# Task data start
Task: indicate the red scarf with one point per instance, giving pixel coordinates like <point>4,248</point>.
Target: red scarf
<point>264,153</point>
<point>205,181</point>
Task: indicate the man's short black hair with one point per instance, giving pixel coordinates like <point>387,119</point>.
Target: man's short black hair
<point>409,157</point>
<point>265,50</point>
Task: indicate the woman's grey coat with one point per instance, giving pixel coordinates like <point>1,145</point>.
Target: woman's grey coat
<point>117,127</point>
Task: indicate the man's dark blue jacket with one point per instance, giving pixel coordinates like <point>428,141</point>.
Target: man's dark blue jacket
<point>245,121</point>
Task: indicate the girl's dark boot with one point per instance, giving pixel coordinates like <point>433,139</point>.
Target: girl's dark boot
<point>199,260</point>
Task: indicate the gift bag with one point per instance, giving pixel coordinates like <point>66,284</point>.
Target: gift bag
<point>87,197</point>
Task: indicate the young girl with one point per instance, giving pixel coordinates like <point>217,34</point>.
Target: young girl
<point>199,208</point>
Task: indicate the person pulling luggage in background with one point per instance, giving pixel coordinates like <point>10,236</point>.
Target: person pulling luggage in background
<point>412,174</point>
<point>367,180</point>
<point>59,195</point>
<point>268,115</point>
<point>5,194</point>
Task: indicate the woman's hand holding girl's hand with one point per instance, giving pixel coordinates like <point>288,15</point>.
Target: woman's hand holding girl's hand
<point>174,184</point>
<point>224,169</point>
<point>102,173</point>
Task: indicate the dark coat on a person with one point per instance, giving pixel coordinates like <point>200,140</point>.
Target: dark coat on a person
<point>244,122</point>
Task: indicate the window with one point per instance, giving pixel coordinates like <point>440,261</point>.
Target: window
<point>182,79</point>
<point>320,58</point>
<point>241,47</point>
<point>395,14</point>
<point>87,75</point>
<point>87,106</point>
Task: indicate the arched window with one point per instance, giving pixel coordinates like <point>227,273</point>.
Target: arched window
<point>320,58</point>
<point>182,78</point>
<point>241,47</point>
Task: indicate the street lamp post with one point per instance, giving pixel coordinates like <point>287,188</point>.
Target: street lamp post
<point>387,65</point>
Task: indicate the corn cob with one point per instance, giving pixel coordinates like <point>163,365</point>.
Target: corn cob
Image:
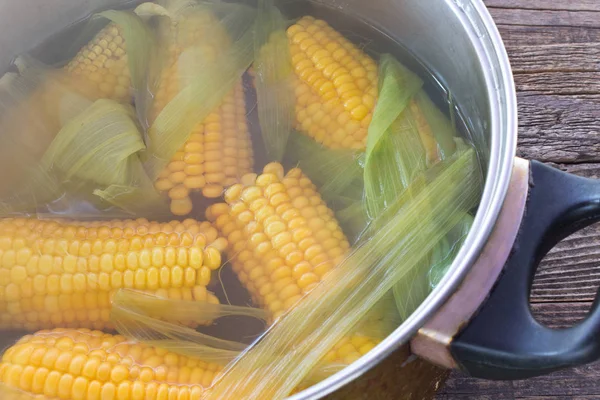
<point>336,87</point>
<point>283,239</point>
<point>218,151</point>
<point>83,364</point>
<point>102,66</point>
<point>64,273</point>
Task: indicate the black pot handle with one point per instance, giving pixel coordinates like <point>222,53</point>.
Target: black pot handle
<point>504,340</point>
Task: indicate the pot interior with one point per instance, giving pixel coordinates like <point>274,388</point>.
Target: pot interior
<point>453,46</point>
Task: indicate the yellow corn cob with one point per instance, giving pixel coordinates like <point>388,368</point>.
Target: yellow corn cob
<point>219,150</point>
<point>336,86</point>
<point>217,153</point>
<point>83,364</point>
<point>283,239</point>
<point>64,273</point>
<point>102,66</point>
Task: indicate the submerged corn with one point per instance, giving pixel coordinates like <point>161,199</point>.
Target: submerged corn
<point>336,86</point>
<point>64,273</point>
<point>217,153</point>
<point>91,365</point>
<point>102,65</point>
<point>218,150</point>
<point>283,239</point>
# Task data end
**Short exercise:** Reproduce the records above exactly, leaving out every picture they contain.

**Answer to the problem:**
Task: indicate the red scarf with one point per instance, giving pixel coordinates like <point>4,248</point>.
Target: red scarf
<point>264,153</point>
<point>205,181</point>
Task: indicate the man's short black hair with one point per instance, giving pixel coordinates like <point>387,119</point>.
Target: man's short black hair
<point>409,157</point>
<point>265,50</point>
Task: indicate the woman's grey coat with one point per instance, giving pixel coordinates like <point>1,145</point>.
Target: woman's grey coat
<point>117,127</point>
Task: indicate the man's dark blue jacket with one point per instance, giving pixel coordinates like <point>428,141</point>.
Target: man's dark blue jacket
<point>245,121</point>
Task: indicate the girl's dark boot with one point per instance, giving pixel coordinates like <point>433,139</point>.
Target: girl's dark boot
<point>199,260</point>
Task: indicate the gift bag with one point per instance, giving pixel coordinates like <point>66,284</point>.
Target: gift bag
<point>87,197</point>
Task: indicate the young girl with one point per instance, giving pixel coordinates like <point>217,34</point>.
Target: young girl
<point>199,208</point>
Task: indicate the person pulling luggage in background with one point per instance, giving pixel coordinates like <point>10,236</point>.
Target: person pulling luggage in background
<point>412,174</point>
<point>367,180</point>
<point>59,195</point>
<point>268,115</point>
<point>5,194</point>
Task: indicate the woman's hand holding girl's hand with one point per instance, giving pixel coordinates like <point>288,15</point>.
Target: woman's hand holding girl's hand
<point>174,184</point>
<point>224,169</point>
<point>102,173</point>
Task: indicate the dark coat on a person with one point per instance, giving pixel coordinates like <point>200,140</point>.
Target: dark coat on a person
<point>244,122</point>
Task: indicate the window with one point per instance, giving pixel coordinates like <point>440,261</point>.
Target: window
<point>182,79</point>
<point>320,58</point>
<point>241,47</point>
<point>395,14</point>
<point>87,75</point>
<point>87,106</point>
Task: indicate the arched window with one point per instance, giving pixel coordinates like <point>227,273</point>.
Target: arched window
<point>320,58</point>
<point>182,78</point>
<point>241,47</point>
Task: indicate the street lamp post with one point per instance, giving pixel coordinates like <point>287,188</point>.
Target: street lamp post
<point>387,65</point>
Task: indicate the corn cob with one point per instance, giving pixel coordinates like <point>163,365</point>.
Target: corn cob
Image:
<point>336,87</point>
<point>283,239</point>
<point>218,151</point>
<point>83,364</point>
<point>102,66</point>
<point>64,273</point>
Task: indicate the black pot handle with one point per instance, giving pixel coordinates like <point>222,53</point>.
Target: black pot handle
<point>504,340</point>
Task: indicate the pot interior with one point per instance, giving pixel coordinates like <point>274,388</point>.
Target: pot interior
<point>453,46</point>
Task: indicate the yellow corn cob with one point per instance, giving pixel coordinates like <point>388,368</point>.
Target: yellow corn cob
<point>219,150</point>
<point>336,86</point>
<point>217,153</point>
<point>83,364</point>
<point>283,239</point>
<point>64,273</point>
<point>102,66</point>
Task: indicate the submerged corn with one point per instance, giving pixel coordinates like <point>161,199</point>.
Target: submerged corn
<point>336,86</point>
<point>64,273</point>
<point>217,153</point>
<point>91,365</point>
<point>102,65</point>
<point>218,150</point>
<point>283,239</point>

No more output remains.